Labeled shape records
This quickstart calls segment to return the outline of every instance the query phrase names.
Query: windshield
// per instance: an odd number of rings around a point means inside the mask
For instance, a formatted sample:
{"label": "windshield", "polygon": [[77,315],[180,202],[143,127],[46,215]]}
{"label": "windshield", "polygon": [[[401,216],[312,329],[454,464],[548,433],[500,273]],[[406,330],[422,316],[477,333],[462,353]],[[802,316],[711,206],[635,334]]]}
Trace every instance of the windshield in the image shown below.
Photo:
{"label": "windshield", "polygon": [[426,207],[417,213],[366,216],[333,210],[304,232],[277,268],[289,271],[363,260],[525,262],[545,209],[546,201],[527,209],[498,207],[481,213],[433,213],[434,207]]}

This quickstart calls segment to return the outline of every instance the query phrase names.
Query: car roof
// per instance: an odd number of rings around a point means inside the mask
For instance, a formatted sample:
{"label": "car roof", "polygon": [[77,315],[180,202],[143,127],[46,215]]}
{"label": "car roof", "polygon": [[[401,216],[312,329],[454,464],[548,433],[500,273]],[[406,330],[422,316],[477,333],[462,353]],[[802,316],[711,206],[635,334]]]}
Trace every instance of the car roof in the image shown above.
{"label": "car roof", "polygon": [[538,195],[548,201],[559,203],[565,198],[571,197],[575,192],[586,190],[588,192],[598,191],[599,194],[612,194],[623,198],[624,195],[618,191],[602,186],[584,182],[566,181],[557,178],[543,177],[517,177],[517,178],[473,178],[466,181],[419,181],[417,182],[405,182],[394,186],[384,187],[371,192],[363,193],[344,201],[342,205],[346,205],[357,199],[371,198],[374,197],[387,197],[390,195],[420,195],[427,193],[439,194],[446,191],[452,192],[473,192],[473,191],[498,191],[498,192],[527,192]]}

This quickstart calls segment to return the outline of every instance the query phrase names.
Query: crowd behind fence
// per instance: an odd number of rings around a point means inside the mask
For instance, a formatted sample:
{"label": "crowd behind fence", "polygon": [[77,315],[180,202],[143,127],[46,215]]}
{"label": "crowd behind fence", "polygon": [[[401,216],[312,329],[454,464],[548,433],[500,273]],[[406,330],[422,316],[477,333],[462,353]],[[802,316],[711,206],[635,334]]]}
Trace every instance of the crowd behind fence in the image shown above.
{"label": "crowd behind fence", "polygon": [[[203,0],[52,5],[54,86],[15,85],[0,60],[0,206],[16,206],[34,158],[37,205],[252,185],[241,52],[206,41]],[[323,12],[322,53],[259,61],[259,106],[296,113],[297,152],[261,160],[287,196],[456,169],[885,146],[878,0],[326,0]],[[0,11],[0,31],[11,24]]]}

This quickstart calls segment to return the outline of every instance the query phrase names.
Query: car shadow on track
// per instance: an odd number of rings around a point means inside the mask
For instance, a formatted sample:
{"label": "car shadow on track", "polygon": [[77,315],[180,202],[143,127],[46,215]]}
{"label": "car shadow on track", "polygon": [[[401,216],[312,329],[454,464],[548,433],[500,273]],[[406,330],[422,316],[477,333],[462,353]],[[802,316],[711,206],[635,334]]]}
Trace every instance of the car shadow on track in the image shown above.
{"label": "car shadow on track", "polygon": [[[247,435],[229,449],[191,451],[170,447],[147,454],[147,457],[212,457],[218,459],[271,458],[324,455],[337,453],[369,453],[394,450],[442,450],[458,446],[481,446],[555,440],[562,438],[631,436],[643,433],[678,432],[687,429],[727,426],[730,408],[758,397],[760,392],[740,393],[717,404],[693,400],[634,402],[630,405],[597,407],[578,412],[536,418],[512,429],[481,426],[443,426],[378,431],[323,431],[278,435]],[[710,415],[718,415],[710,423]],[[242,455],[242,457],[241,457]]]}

## Task statement
Could you quote the material above in full, exactly as it stands?

## Answer to the problem
This quickstart calls segment to return the outline of every instance the query phrase names.
Query: windshield
// per instance: an odd number of rings around a point means inside the mask
For instance, a formatted sample:
{"label": "windshield", "polygon": [[77,315],[180,202],[143,127],[46,215]]}
{"label": "windshield", "polygon": [[[401,216],[312,329],[454,464],[548,433],[500,273]],[[406,330],[422,316],[477,333],[462,353]],[[802,316],[711,206],[635,334]]]}
Trace every instance of the windshield in the image shown below.
Photo:
{"label": "windshield", "polygon": [[426,207],[417,213],[366,216],[333,210],[304,232],[277,268],[289,271],[363,260],[525,262],[545,209],[546,201],[527,209],[498,207],[481,213],[433,213],[434,207]]}

This quickstart calls segment to return the outline of every instance the query phrase names.
Query: car roof
// per instance: an odd number of rings around a point means inside the mask
For instance, a formatted sample:
{"label": "car roof", "polygon": [[77,315],[180,202],[143,127],[46,215]]}
{"label": "car roof", "polygon": [[[401,216],[312,329],[454,464],[548,433],[500,273]],[[406,330],[422,316],[477,333],[462,353]],[[802,316],[711,206],[635,334]]]}
Trace every instance of the car roof in the image shown above.
{"label": "car roof", "polygon": [[538,195],[548,201],[559,203],[565,198],[571,197],[575,192],[586,190],[588,192],[598,191],[599,194],[612,194],[623,198],[624,195],[618,191],[602,186],[584,182],[566,181],[557,178],[543,177],[517,177],[517,178],[473,178],[466,181],[419,181],[417,182],[405,182],[394,186],[384,187],[371,192],[363,193],[344,201],[342,205],[346,205],[357,199],[371,198],[374,197],[387,197],[390,195],[420,195],[427,193],[439,194],[446,191],[452,192],[473,192],[473,191],[498,191],[498,192],[527,192]]}

This quickstart calls segment to return the outline of every instance the query phrase names.
Query: crowd behind fence
// per instance: an odd number of rings around a point means inside the mask
For instance, a formatted sample:
{"label": "crowd behind fence", "polygon": [[77,315],[180,202],[143,127],[46,215]]}
{"label": "crowd behind fence", "polygon": [[[401,216],[312,329],[454,464],[548,433],[500,273]],[[406,330],[422,316],[477,333],[462,353]],[[802,316],[711,206],[635,334]]]}
Trace every instance of the crowd behind fence in the image shown above.
{"label": "crowd behind fence", "polygon": [[[203,0],[52,5],[54,86],[15,85],[0,60],[0,206],[16,206],[34,158],[37,205],[252,185],[241,52],[206,41]],[[323,12],[322,53],[259,61],[259,106],[296,113],[297,152],[261,160],[287,196],[456,169],[885,146],[878,0],[326,0]],[[0,11],[0,31],[11,24]]]}

This quickstart calls segment to return the outline of every instance the query phrase names.
Query: car shadow on track
// per instance: an odd number of rings around a point means inside the mask
For instance, a formatted sample:
{"label": "car shadow on track", "polygon": [[77,315],[180,202],[143,127],[46,215]]}
{"label": "car shadow on track", "polygon": [[[401,216],[312,329],[454,464],[548,433],[500,273]],[[406,330],[422,316],[477,333],[462,353]],[[802,316],[711,206],[635,334]]]}
Trace every instance of the car shadow on track in the image shown above.
{"label": "car shadow on track", "polygon": [[[247,435],[229,449],[191,451],[170,447],[147,454],[147,457],[212,457],[218,459],[271,458],[324,455],[337,453],[369,453],[394,450],[442,450],[458,446],[481,446],[555,440],[562,438],[631,436],[643,433],[678,432],[687,429],[727,426],[730,408],[758,397],[760,392],[740,393],[717,404],[693,400],[634,402],[630,405],[597,407],[578,412],[536,418],[512,429],[481,426],[443,426],[378,431],[323,431],[278,435]],[[710,415],[718,415],[710,423]],[[242,455],[242,457],[241,457]]]}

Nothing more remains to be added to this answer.